PAGE TEXT:
----

So let us consider information as the controlled system of order-words that are used in a given society.

What does the work of art have to do with this?

Let us not speak of the work of art, but let us at least say that there is counterinformation. There are countries ruled by dictatorships where, under particularly cruel and difficult conditions, counterinformation exists. ln the time of Hitler, the jews who arrived from Germany, and who were the first to inform us of the existence of extermination camps, engaged in counterinformation. It must be noted that counterinformation was never sufficient to do anything. No counterinformation ever disturbed Hitler. Except in one case. What was the case? And here lies its importance. The only response would be that counterinformation only effectively becomes useful when it is – and it is this by nature – or when it becomes an act of resistance. And the act of resistance is neither information nor counterinformation. Counterinformation is effective only when it becomes an act of resistance.

What is the relation between the work of art and communication?

----

ENTRIES PROVIDED:
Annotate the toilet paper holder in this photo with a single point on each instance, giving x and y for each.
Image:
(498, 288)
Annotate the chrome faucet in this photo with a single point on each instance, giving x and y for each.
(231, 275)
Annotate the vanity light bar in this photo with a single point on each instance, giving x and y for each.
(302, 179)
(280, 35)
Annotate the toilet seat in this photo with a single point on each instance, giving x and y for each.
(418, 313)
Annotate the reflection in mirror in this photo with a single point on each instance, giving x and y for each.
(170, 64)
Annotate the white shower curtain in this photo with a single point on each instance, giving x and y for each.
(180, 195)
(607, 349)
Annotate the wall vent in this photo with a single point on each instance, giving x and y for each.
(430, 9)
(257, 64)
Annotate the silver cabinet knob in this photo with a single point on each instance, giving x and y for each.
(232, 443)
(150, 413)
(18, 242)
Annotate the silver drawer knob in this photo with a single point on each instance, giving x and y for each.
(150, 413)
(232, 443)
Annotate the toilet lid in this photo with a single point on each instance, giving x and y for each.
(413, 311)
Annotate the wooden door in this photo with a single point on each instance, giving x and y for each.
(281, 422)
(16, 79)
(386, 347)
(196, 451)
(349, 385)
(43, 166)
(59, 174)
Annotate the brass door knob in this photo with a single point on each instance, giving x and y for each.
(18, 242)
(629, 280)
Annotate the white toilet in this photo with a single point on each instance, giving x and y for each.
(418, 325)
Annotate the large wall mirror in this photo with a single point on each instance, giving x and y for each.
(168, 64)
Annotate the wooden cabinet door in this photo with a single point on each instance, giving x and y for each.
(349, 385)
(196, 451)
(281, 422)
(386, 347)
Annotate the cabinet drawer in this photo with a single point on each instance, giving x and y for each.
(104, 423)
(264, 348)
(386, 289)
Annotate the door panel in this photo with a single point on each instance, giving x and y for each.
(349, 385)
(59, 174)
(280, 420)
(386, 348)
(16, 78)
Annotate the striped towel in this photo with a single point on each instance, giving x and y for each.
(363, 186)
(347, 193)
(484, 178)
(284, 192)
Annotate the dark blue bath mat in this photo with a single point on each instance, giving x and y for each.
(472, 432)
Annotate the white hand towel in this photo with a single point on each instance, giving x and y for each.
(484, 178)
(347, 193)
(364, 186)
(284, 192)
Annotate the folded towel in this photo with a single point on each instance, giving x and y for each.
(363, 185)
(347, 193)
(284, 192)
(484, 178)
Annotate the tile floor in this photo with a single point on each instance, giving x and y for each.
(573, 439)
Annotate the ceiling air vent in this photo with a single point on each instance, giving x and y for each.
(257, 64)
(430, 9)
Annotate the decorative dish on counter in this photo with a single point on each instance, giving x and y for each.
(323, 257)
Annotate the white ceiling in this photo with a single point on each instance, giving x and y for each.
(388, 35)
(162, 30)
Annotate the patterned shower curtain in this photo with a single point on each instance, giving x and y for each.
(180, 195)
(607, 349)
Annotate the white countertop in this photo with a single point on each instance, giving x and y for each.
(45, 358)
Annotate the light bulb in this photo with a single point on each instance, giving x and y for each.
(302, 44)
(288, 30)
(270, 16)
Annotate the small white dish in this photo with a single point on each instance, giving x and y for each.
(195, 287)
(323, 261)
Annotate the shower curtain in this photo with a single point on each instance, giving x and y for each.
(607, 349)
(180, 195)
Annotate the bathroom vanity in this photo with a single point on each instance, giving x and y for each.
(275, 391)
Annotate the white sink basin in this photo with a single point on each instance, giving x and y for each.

----

TASKS TO CARRY OUT:
**a.** Repeat the passage on counterinformation from "Let us not speak" to "only when it becomes an act of resistance.".
**b.** Carry on the passage about art and counterinformation from the point where it stops.
The entries come from a separate source.

ANSWERS:
**a.**
Let us not speak of the work of art, but let us at least say that there is counterinformation. There are countries ruled by dictatorships where, under particularly cruel and difficult conditions, counterinformation exists. ln the time of Hitler, the jews who arrived from Germany, and who were the first to inform us of the existence of extermination camps, engaged in counterinformation. It must be noted that counterinformation was never sufficient to do anything. No counterinformation ever disturbed Hitler. Except in one case. What was the case? And here lies its importance. The only response would be that counterinformation only effectively becomes useful when it is – and it is this by nature – or when it becomes an act of resistance. And the act of resistance is neither information nor counterinformation. Counterinformation is effective only when it becomes an act of resistance.

**b.**
None whatsoever. The work of art is not an instrument of communication. The work of art has nothing to do with communication. The work of art strictly does not contain the least bit of information. To the contrary, there is a fundamental affinity between the work of art and the act of resistance. There, yes. It has something to do with information and communication as acts of resistance. What is this mysterious relation between a work of art and an act
of resistance when men who resist have neither the time nor sometimes the necessary culture to have the least relation to art? I don’t know. André Malraux develops a beautiful philosophical concept; he says something very simple about art; he says it is the only thing that resists death. Let’s return to where we began: What does one do when one does philosophy? One invents concepts. I think this is the basis of a beautiful philosophical concept. Think –
What resists death? One need only see a statuette from three thousand years before our time to find that Malraux’s response is a rather good one. From our point of view, we could then say, rather less elegantly, that art is what resists even if it is not the only thing that resists. Where does such a close relation between the act of resistance and the work of art come from? Each act of resistance is not a work of art while, in a certain sense, it is all the same. Each work of art is not an act of resistance and yet, in a certain sense, it is.

What is having an idea in cinema?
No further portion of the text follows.